» TEXT EXTRACT
The implementation of the following paper: https://arxiv.org/pdf/1706.07094.pdf

NEI stands for noisy expected improvement

## EI without noise correction

In [None]:
import numpy as np
import scipy as sp
import matplotlib.pyplot as plt
import math
import scipy.stats
import time
from IPython import display
%matplotlib inline

In [None]:
x = np.linspace(0, 1, 1000)
true_y = np.random.randn(1) * np.ones(1000)
for i in range(1, 6):
    true_y += np.random.randn(1) * np.sin(i * math.pi * x)
    true_y += np.random.randn(1) * np.cos(i * math.pi * x)

In [None]:
def k_gaussian(x1, x2, l=0.1):
    # calculating gaussian kernel matrix
    # the output has shape (len(x2), len(x1))
    # entry at [i, j] position is given by k(x2[i], x1[j])
    # dealing with gaussian kernels so k(x, y) = e ^ ((x - y) ** 2 / 2 * l ** 2)
    
    # gaussian kernel hyperparameters - adjusts the distance between points and variance
    scale_kernel = 1
    
    x1_matrix = np.tile(x1, len(x2)).reshape((len(x2), len(x1)))
    x2_matrix = np.tile(x2, len(x1)).reshape((len(x1), len(x2))).transpose()
    
    k_matrix = np.exp(-(x1_matrix - x2_matrix) ** 2 / (2 * l * l)) * scale_kernel ** 2
    
    return k_matrix

In [None]:
def log_likelihood(sample_x, sample_y, sigma_obs, l):
    # The following function calculates the log-likelihood of observed data
    # wrt to prior distribution for GP, i.e. zero mean and sigma given by k_gaussian(l) + sigma_obs ** 2 * I
    
    # Under that model the log-likelihood is given by 
    # -0.5 * y' * sigma(-1) * y - 0.5 * n * log(2pi) - 0.5 * log|sigma|
    
    # To make sense of the code below note that we express log-likelihood through the cholesky decomposition of sigma
    # Then |sigma| = |chol| ** 2 (det of product is product of det)

» YOUR GOAL
How would the noisy expected improvement notebook go on after its last line? Write the part that comes next. The listing has no connection to the noisy expected improvement notebook.

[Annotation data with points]
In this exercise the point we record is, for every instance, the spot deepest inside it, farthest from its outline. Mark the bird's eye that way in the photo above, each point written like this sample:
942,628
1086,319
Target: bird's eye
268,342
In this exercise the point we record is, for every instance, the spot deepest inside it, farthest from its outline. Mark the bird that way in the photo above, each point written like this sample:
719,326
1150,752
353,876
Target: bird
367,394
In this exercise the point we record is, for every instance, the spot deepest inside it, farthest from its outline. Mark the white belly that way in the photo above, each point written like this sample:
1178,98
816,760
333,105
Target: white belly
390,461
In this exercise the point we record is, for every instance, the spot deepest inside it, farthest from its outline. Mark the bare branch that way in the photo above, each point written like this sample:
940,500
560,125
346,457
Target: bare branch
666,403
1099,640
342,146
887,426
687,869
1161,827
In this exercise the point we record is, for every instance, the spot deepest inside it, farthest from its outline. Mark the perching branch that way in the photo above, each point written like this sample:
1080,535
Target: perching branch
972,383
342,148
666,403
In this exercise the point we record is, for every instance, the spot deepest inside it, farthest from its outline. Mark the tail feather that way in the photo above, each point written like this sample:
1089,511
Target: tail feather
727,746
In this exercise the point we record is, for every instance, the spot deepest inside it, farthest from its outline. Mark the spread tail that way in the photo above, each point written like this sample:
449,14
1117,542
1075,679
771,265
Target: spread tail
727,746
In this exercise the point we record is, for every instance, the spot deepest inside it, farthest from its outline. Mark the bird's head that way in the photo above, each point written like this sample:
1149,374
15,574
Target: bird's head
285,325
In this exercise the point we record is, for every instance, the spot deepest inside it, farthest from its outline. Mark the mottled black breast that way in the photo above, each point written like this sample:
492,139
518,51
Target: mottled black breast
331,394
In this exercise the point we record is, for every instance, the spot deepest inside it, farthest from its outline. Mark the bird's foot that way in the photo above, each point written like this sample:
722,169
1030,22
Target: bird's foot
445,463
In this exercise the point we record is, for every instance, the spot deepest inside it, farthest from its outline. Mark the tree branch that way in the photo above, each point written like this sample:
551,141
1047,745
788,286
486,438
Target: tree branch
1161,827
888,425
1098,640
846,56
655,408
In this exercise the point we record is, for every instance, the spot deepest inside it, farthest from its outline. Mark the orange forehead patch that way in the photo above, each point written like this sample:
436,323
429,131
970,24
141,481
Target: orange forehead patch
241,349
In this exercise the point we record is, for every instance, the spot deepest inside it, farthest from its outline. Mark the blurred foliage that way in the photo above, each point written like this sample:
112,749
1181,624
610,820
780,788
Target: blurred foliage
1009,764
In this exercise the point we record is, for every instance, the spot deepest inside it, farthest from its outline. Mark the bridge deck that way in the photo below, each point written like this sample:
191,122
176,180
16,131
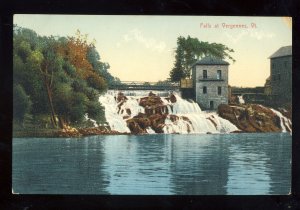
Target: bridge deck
134,85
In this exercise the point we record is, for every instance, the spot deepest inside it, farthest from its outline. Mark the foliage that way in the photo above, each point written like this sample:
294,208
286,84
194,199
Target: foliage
21,103
189,50
59,77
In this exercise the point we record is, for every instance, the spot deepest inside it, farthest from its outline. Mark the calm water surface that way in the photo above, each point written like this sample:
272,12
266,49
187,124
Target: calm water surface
154,164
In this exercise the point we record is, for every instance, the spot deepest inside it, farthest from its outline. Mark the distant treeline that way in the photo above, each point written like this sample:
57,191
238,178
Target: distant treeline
57,80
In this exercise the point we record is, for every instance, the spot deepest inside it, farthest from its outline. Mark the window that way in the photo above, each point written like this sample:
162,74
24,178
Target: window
204,90
219,90
211,105
219,74
204,74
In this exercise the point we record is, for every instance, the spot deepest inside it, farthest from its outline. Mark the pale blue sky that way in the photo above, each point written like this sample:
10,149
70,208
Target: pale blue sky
142,47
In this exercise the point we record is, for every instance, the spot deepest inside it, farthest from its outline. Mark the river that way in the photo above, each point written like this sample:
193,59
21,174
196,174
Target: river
158,164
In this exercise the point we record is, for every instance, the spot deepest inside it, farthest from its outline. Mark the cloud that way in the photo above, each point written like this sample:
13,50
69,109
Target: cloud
150,43
259,35
288,21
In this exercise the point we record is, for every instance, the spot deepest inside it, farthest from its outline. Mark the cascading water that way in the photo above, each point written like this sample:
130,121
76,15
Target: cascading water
241,99
284,122
182,116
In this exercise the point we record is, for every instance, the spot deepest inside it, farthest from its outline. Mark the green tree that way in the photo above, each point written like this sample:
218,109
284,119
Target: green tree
21,103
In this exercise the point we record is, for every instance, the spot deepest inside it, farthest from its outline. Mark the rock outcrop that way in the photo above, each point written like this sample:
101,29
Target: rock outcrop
154,117
252,118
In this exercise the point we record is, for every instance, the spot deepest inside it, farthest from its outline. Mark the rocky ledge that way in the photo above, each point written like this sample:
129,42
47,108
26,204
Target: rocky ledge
154,117
255,118
74,132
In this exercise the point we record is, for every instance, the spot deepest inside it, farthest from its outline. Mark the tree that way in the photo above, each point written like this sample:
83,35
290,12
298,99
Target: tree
189,50
21,103
54,76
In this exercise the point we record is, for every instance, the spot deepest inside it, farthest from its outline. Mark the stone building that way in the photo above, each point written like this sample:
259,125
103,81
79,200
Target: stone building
210,79
281,75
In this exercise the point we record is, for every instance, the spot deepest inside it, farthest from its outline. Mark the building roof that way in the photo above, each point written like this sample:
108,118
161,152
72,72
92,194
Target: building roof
209,60
283,51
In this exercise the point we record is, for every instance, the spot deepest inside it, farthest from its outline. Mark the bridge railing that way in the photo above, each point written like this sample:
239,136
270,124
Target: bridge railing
143,85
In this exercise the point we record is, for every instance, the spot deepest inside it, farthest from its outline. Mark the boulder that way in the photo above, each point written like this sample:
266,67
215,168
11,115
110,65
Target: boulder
251,117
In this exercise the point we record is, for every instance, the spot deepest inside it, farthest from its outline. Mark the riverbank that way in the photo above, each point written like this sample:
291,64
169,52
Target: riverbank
68,132
151,114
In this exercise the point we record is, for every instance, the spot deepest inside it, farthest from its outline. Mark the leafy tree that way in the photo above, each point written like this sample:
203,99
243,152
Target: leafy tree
21,103
54,77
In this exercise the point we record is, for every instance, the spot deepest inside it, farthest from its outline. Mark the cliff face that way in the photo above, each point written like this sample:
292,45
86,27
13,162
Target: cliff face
154,116
256,118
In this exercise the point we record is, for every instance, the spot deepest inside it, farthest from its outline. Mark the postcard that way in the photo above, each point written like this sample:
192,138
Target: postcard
152,105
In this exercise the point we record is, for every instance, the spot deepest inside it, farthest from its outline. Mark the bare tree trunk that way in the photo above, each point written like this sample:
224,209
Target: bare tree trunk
61,122
53,119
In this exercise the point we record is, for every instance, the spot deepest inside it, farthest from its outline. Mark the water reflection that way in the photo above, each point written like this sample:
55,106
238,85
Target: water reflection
154,164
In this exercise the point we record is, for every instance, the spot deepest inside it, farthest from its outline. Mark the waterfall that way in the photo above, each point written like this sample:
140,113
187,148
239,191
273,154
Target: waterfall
183,116
241,99
284,122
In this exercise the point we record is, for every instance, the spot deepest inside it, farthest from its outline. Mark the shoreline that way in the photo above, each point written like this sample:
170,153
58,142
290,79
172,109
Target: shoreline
94,131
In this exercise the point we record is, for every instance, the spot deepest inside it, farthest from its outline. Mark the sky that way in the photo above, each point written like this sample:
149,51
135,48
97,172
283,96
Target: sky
141,48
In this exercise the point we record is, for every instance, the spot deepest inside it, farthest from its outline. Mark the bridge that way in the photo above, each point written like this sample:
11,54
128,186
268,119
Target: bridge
143,85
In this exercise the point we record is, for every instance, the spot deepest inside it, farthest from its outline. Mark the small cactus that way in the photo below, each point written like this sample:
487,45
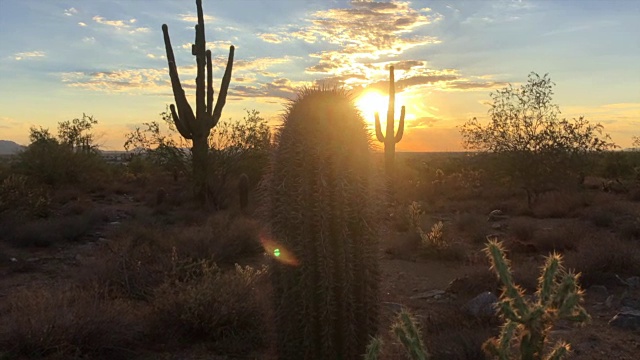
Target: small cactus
527,322
406,331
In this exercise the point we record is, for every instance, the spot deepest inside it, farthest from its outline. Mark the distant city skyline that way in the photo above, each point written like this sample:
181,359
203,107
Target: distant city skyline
60,59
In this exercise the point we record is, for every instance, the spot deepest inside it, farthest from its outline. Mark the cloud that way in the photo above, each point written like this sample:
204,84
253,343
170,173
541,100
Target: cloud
131,81
273,38
28,55
70,11
194,18
121,25
475,85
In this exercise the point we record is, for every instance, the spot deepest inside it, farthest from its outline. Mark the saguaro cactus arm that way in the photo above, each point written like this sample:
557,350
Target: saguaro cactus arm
206,116
400,126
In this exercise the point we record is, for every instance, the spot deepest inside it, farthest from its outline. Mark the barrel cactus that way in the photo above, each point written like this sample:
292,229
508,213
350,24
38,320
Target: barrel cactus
321,213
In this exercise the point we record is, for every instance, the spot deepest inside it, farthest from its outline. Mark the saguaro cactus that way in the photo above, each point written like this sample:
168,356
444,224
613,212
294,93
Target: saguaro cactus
390,138
322,213
527,323
196,127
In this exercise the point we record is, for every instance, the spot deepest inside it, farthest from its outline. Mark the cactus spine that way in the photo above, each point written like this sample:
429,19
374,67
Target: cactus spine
321,211
528,322
389,139
197,127
243,191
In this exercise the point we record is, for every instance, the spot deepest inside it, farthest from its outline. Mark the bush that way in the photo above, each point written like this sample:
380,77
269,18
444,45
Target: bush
45,232
21,196
68,323
538,150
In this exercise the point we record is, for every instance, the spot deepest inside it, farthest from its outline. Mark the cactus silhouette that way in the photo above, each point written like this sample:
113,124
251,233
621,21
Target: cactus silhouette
197,127
527,322
390,138
321,211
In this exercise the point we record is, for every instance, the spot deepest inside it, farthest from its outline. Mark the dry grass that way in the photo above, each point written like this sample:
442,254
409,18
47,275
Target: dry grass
45,232
559,204
598,266
227,309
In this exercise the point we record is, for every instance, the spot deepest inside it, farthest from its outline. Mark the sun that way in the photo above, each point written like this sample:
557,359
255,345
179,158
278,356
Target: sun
373,101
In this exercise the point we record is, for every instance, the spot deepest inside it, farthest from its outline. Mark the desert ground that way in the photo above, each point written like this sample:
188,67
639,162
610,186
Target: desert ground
120,269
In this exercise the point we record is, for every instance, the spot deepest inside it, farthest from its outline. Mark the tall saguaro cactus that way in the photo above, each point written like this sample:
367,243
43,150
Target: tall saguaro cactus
321,211
390,138
197,127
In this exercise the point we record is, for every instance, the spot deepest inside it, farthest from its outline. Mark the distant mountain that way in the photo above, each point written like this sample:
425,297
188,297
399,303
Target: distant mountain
9,147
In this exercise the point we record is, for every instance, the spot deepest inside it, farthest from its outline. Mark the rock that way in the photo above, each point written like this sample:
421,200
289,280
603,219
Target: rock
598,291
482,305
633,282
435,294
630,302
628,320
395,307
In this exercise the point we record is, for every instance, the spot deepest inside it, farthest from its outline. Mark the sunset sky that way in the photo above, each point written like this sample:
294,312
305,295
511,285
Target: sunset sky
106,58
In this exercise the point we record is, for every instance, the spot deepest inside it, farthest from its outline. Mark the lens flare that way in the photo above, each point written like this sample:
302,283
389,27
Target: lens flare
278,252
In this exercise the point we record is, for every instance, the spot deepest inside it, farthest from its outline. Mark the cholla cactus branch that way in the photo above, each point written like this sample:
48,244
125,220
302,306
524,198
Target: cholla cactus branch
528,323
409,335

» EXERCISE RESULT
    # |chol| = prod(chol_ii) (because cholesky matrix is lower triangular)
    # Thus, 0.5 * log|sigma| = sum(log(chol_ii))
    
    sigma = k_gaussian(sample_x, sample_x, l) + np.eye(len(sample_x)) * sigma_obs ** 2
    chol = np.linalg.cholesky(sigma)
    
    # Calculating alpha = sigma(-1) * y (or solution to sigma * alpha = y) using cholesky matrix
    # (This trick is taken from sklearn implementation of GP)
    alpha = sp.linalg.cho_solve((chol, True), sample_y).reshape((-1, 1))
    
    log_lik = -0.5 * np.dot(sample_y.reshape(1, -1), alpha)
    log_lik -= 0.5 * len(sample_x) * np.log(2 * np.pi)
    log_lik -= np.trace(np.log(np.absolute(chol)))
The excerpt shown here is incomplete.